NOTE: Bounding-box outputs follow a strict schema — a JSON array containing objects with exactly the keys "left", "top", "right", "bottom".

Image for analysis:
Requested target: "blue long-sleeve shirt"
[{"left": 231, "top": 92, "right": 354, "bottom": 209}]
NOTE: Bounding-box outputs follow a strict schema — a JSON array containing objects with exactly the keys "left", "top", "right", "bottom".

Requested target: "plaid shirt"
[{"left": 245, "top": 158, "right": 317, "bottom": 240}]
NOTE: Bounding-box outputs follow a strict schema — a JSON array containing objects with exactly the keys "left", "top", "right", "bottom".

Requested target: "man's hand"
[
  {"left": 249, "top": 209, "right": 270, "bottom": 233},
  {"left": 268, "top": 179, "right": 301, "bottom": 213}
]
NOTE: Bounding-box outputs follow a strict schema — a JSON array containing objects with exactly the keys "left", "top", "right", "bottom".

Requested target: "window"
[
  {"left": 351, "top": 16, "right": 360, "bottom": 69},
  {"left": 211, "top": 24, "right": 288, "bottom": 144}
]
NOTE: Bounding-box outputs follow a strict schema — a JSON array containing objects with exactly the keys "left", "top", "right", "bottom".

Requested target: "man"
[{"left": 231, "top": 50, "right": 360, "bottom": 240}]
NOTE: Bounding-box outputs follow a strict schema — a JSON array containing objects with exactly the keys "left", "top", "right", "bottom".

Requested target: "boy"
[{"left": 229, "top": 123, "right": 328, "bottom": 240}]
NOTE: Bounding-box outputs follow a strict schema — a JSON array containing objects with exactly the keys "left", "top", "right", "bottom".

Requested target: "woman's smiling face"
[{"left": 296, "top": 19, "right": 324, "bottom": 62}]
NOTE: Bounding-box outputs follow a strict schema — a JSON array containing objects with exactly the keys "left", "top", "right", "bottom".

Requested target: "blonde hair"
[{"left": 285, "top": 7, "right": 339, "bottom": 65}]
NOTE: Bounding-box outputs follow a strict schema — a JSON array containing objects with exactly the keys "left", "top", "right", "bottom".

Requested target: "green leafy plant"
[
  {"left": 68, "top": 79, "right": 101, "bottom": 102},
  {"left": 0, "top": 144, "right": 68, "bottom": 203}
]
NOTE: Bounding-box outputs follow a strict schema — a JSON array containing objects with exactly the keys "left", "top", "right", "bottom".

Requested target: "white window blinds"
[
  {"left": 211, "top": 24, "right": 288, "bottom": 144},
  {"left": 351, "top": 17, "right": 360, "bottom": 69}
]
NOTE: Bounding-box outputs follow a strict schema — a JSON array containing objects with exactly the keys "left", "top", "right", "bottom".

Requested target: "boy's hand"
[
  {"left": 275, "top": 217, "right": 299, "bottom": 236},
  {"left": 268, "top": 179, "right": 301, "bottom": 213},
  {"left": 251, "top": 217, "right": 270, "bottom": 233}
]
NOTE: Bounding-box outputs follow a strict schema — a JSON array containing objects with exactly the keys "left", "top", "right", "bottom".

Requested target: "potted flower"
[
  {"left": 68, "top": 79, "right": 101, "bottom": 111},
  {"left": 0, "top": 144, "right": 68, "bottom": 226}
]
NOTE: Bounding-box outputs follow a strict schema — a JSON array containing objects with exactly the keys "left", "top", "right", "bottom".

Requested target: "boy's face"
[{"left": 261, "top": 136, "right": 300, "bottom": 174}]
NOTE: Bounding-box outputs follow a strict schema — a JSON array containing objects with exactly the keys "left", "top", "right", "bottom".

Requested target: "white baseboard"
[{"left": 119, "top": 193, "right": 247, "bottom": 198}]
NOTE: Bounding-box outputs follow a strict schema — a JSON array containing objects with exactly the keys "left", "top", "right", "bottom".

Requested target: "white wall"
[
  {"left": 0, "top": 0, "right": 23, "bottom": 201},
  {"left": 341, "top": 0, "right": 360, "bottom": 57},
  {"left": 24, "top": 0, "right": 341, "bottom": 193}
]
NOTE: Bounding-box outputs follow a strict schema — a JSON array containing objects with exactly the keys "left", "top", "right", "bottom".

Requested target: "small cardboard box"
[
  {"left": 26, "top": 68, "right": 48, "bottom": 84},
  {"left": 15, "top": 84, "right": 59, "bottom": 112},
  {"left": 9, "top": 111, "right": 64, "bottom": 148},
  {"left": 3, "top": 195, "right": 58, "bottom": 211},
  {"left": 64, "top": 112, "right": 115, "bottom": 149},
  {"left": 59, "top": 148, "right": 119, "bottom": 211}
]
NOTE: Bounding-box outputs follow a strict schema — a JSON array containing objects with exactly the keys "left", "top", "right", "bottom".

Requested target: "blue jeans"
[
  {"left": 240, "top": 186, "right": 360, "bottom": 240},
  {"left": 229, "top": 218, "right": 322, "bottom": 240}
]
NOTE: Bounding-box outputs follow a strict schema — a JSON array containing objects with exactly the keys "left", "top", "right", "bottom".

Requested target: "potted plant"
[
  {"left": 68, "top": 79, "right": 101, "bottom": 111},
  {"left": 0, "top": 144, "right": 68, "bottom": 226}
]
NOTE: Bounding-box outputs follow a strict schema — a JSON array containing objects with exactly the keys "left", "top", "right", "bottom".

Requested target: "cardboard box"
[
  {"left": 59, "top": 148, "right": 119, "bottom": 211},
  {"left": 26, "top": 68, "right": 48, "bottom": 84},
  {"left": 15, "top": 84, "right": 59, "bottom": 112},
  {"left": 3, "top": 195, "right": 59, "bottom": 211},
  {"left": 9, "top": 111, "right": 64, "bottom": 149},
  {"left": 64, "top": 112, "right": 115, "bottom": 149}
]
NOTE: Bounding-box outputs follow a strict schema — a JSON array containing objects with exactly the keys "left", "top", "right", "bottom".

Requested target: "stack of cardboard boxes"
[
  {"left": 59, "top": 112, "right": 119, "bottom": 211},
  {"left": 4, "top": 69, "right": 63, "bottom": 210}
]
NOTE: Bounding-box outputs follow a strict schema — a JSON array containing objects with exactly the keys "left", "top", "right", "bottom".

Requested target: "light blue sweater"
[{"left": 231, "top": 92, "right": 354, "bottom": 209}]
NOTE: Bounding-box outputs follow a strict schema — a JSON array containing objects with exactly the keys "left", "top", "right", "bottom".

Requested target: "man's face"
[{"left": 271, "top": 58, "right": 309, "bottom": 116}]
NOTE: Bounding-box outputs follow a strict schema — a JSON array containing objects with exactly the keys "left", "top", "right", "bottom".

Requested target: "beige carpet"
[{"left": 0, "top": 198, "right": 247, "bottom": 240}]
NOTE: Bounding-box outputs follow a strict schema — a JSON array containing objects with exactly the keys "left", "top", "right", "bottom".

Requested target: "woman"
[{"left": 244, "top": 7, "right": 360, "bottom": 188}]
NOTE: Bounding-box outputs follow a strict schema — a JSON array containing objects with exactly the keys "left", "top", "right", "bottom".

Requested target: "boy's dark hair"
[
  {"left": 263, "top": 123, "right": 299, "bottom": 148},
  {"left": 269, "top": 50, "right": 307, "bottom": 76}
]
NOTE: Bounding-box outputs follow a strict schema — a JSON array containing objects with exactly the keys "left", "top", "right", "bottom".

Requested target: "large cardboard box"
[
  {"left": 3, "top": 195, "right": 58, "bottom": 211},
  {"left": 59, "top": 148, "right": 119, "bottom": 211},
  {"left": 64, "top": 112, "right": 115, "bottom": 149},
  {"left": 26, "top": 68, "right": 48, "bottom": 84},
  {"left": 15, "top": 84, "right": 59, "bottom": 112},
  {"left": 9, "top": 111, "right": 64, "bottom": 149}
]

******

◆ **Aim**
Count the lines in the rows above that contain the word "window", treating uppercase and lowercase as different. Reply with the number alone.

◆ **Finished exercise**
2